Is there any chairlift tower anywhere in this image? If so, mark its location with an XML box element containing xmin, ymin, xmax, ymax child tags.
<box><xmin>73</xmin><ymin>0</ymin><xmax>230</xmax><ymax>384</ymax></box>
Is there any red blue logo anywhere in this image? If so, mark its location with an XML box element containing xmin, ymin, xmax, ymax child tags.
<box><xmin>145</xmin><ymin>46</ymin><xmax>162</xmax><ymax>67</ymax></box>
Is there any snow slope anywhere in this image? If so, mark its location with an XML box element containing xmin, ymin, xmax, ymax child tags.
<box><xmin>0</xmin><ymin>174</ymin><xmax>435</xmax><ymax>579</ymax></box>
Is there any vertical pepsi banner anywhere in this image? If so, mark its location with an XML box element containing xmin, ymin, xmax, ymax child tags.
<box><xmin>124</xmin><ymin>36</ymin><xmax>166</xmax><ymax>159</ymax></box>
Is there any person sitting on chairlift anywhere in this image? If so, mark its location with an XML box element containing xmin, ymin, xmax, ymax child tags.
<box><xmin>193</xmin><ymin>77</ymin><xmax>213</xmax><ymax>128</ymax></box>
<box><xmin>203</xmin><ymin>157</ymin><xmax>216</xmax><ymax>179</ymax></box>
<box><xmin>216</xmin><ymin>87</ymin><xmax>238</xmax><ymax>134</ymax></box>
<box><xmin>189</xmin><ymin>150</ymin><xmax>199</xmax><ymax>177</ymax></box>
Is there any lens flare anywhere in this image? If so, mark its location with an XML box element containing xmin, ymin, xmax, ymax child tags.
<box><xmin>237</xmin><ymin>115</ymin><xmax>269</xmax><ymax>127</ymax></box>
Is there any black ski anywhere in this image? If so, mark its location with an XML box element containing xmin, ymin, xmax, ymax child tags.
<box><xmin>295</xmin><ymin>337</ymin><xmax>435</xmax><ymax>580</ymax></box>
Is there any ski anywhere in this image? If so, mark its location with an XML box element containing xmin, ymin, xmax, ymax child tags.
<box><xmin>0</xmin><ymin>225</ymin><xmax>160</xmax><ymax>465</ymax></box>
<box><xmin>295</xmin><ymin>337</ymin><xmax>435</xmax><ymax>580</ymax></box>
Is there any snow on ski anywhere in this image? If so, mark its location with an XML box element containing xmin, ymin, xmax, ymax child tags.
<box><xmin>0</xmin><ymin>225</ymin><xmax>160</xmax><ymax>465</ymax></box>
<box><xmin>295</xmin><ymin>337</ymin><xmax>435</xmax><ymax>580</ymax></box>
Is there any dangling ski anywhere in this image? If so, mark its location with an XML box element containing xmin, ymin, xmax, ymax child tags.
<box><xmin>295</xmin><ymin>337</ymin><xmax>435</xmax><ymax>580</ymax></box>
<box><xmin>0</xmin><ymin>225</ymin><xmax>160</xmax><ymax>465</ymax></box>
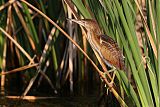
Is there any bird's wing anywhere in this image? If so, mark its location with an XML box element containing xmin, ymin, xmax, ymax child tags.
^^^^^^^^^^^^^^^^
◆ Stated goal
Scale the data from the line that has "Is there any person" through the end of the data. Give every one of those lines again, with each box coordinate multiplied by 1.6 and rounded to a whole number (halves up), all other wording left unchanged, and the pictures left out.

◆ Completed exercise
Is there any person sitting on chairlift anywhere in this image? If so, mark its location with an XML box element containing xmin, ymin, xmax, ymax child tags.
<box><xmin>309</xmin><ymin>123</ymin><xmax>341</xmax><ymax>205</ymax></box>
<box><xmin>325</xmin><ymin>251</ymin><xmax>346</xmax><ymax>286</ymax></box>
<box><xmin>346</xmin><ymin>139</ymin><xmax>381</xmax><ymax>214</ymax></box>
<box><xmin>302</xmin><ymin>240</ymin><xmax>318</xmax><ymax>283</ymax></box>
Is there any lens flare anywhere in this image? If so, mark its location with an XML box element containing xmin, ymin, xmax, ymax child tags.
<box><xmin>379</xmin><ymin>184</ymin><xmax>430</xmax><ymax>203</ymax></box>
Is there any black ski anywhere in this image? If so, mark its location with an XML box element containing xmin, ymin, xmax, ymax child tags.
<box><xmin>472</xmin><ymin>539</ymin><xmax>696</xmax><ymax>928</ymax></box>
Is there any ski anywhere in this image? If so, mark its location with an XML box element containing xmin, ymin, xmax, ymax child tags.
<box><xmin>0</xmin><ymin>360</ymin><xmax>256</xmax><ymax>744</ymax></box>
<box><xmin>472</xmin><ymin>539</ymin><xmax>696</xmax><ymax>928</ymax></box>
Is there any snow on ski anywhere in this image? If so, mark its location with an XML box element containing xmin, ymin, xmax, ymax child tags.
<box><xmin>0</xmin><ymin>360</ymin><xmax>256</xmax><ymax>744</ymax></box>
<box><xmin>472</xmin><ymin>539</ymin><xmax>696</xmax><ymax>928</ymax></box>
Is there any dangling ski anywhere in this image? If so, mark its location with an XML box element containing xmin, ymin, xmax, ymax child tags.
<box><xmin>472</xmin><ymin>539</ymin><xmax>696</xmax><ymax>928</ymax></box>
<box><xmin>0</xmin><ymin>360</ymin><xmax>256</xmax><ymax>744</ymax></box>
Is there any bird's wing anywhere in this image? If so, mark its location with an XML box element containing xmin, ymin, xmax, ymax child tags.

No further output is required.